(Data records)
/---

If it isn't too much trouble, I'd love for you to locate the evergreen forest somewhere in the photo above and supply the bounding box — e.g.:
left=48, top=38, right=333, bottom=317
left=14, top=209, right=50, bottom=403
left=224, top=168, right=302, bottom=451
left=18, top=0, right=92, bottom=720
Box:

\---

WHAT IS NEEDED
Rewrite all the entries with "bounding box" changed to "box coordinates", keeping every other part of the lines the same.

TASK ANSWER
If it isn't too much trouble, I'd love for you to locate the evergreen forest somewhere in the photo above and supply the box coordinates — e.g.:
left=48, top=38, right=333, bottom=317
left=14, top=209, right=50, bottom=403
left=224, top=168, right=302, bottom=451
left=18, top=0, right=92, bottom=720
Box:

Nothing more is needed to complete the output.